▶ _SOURCE EXCERPT_:
And another quote that I frequently remind people of is that almost half of all the humans on the planet use YouTube. At least once a month, right? It's almost 3 billion people that use YouTube every month, 3 billion. If you look just at the US, over 60% of internet users, so 60% of people that have internet in the US are on YouTube every single day.

But where are all the YouTube channels? They're not there because the vast majority of people, over 90% of people are just passive consumers, right? So when you see some of these YouTube channels that have millions of followers, that's even a fraction of the market. That doesn't mean that everyone on YouTube is following them. There are 3 billion people on YouTube.

Whatever your medium is, wherever you want to create something, whatever product you want to bring into the world, trust me when I say there's plenty of room for it. There were plenty of great TV shows before Game of Thrones. There were plenty of great podcasts before Joe Rogan. So the first thing is just to stop.

The second thing is to make it effortless. And this is one thing that I've learned throughout my journey writing this newsletter. I remember, I think it was in 2021, just going through this period of deep anxiety was so hard to keep writing, to keep up this cadence. You put a promise out into the world and say, I'm gonna make this thing.

▶ _Some records_:
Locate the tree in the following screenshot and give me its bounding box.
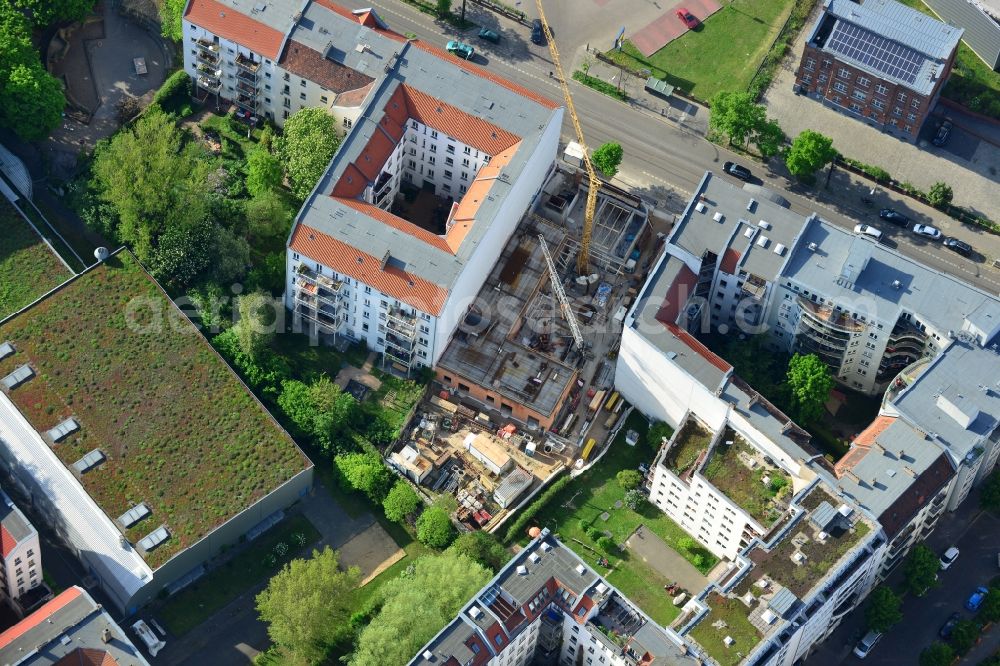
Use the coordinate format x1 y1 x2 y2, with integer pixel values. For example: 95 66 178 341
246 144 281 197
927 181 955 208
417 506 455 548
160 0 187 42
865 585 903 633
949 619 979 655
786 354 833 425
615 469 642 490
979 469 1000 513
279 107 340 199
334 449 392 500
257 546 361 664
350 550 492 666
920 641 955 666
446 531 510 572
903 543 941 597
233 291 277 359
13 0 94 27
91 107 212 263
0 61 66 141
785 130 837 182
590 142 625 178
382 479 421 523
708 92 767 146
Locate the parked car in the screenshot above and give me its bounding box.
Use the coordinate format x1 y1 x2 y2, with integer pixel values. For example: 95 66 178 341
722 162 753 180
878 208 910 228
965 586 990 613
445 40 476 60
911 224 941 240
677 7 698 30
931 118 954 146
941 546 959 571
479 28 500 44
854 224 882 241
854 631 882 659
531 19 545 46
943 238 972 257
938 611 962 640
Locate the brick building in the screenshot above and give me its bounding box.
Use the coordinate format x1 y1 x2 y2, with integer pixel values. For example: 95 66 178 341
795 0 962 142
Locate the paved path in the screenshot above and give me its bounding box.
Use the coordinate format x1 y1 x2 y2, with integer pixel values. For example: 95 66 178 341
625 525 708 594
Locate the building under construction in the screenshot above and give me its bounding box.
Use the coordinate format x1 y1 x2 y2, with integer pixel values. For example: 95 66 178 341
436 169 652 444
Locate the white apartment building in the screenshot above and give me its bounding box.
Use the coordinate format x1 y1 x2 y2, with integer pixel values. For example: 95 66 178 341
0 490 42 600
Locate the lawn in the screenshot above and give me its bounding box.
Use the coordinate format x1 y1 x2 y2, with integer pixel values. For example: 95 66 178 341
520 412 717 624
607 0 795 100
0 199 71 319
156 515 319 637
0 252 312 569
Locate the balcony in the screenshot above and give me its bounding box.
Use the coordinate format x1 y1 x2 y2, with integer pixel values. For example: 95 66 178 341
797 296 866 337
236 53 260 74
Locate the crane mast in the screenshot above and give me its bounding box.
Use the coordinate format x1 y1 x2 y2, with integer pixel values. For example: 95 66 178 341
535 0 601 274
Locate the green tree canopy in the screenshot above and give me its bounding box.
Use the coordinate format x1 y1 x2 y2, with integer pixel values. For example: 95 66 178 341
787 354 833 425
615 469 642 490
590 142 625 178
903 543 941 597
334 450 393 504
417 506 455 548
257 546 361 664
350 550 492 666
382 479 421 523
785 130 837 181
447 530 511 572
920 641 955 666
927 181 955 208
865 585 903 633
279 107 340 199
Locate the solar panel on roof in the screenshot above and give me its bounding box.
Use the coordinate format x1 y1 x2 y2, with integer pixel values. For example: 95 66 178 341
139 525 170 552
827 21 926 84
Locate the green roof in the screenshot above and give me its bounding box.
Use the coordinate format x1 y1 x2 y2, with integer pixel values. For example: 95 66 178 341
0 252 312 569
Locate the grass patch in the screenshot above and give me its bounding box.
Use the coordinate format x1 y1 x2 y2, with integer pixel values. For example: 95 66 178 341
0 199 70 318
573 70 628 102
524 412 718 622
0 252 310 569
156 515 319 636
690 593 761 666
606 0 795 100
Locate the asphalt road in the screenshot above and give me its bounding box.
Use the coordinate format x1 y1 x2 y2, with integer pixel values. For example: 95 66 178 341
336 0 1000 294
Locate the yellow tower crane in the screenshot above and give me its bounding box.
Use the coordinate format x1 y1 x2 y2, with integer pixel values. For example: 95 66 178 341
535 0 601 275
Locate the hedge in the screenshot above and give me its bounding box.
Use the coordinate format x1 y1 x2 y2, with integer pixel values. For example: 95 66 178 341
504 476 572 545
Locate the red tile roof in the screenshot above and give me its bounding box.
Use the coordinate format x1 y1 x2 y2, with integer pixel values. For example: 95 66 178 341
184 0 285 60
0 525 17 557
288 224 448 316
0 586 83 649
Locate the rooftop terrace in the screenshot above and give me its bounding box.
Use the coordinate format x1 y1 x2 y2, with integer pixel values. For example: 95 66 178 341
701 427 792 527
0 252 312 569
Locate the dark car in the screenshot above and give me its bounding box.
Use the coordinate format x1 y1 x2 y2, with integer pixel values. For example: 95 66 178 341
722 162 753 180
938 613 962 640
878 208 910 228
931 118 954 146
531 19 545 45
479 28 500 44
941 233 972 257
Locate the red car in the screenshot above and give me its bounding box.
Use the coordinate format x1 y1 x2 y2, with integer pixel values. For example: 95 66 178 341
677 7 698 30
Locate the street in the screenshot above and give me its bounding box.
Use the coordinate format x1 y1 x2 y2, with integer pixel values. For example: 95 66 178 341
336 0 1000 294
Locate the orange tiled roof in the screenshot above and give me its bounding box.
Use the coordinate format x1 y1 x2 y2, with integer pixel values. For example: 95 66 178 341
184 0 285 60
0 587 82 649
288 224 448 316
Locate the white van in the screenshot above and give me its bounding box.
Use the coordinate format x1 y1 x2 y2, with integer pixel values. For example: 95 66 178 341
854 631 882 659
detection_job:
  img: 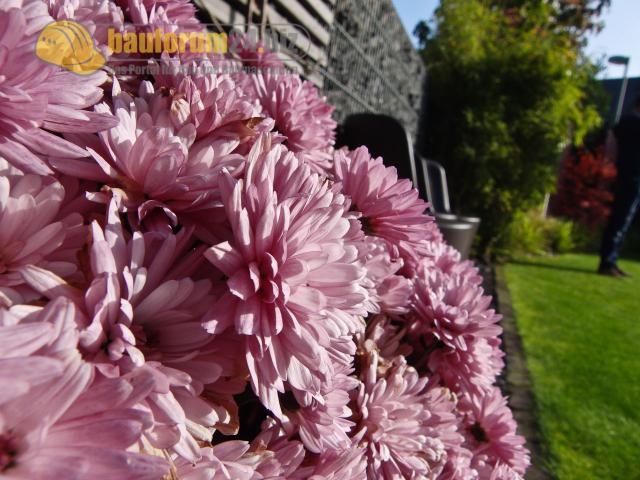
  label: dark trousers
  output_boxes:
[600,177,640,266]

▶ _REQUIREMENT A_:
Render the listing as a Markdown table with the columns Row and Line, from its first line up to and including the line with "708 92 767 146". Skip blank lines and leave out the pictures.
▶ _REQUIREMENT B_:
Write the next part of the talk transcript about YouTube and creating things, picking up after its final sentence.
The talk transcript and the listing come from separate sources.

▶ _ANSWER A_:
| Row | Line |
|---|---|
| 1 | Locate the tree in the following screenshot and give me its bounding box. |
| 2 | Use the coordinate format x1 y1 x2 y2, with integer pixel values. For example: 95 66 178 341 |
| 3 | 246 144 281 197 |
| 4 | 927 181 955 208 |
| 5 | 417 506 455 548 |
| 6 | 160 0 187 42 |
| 7 | 865 585 903 633 |
| 8 | 949 619 979 655 |
| 9 | 786 354 833 425 |
| 10 | 615 469 642 490 |
| 11 | 979 469 1000 513 |
| 12 | 279 107 340 199 |
| 13 | 334 449 392 500 |
| 14 | 257 546 361 664 |
| 15 | 350 550 492 666 |
| 16 | 920 641 955 666 |
| 17 | 446 531 510 572 |
| 18 | 903 543 941 597 |
| 19 | 233 291 277 359 |
| 20 | 13 0 94 27 |
| 21 | 91 107 212 263 |
| 22 | 0 61 66 141 |
| 23 | 785 130 837 182 |
| 24 | 590 142 625 178 |
| 25 | 382 479 421 523 |
| 26 | 708 92 767 146 |

▶ _ANSWER B_:
And you feel like I have to stick by it now. And on one hand it can cause Enlighten you and inspire you to produce. But on the other hand, just being honest from my experience, it can also be crushing. It can feel like people are watching you now suddenly I have a few hundred subscribers and if I don't send something out, people are going to email me. And they did. I took a long break from writing pretty much from June until October in 2021. So more than half the year I wasn't publishing anything and all my growth stopped at first people email and say, are you okay? Is something happened? But then I learned something very important.

Really just this idea of making it effortless. And I think what had happened was I had put so much pressure on myself to produce something of high quality it meant that I just couldn't get over the hump. I was facing what Stephen Presfield caused the resistance and the resistance to write something, the resistance to put something out every week was so high that I couldn't put out anything.

And so there are three parts of this that I think are extremely important if you want to make production effortless for whatever it is that you're building. So the first is to set expectations and over-deliver. The second is to make success. Make success automatic.

And then the third is to leverage automation. So setting expectations. This one is super simple, not complicated at all. I just use automated welcome sequences and tagging, and it is surprisingly it's highly underrated, right? I think before you set up something that is robust, there is a lot of pressure to write every week.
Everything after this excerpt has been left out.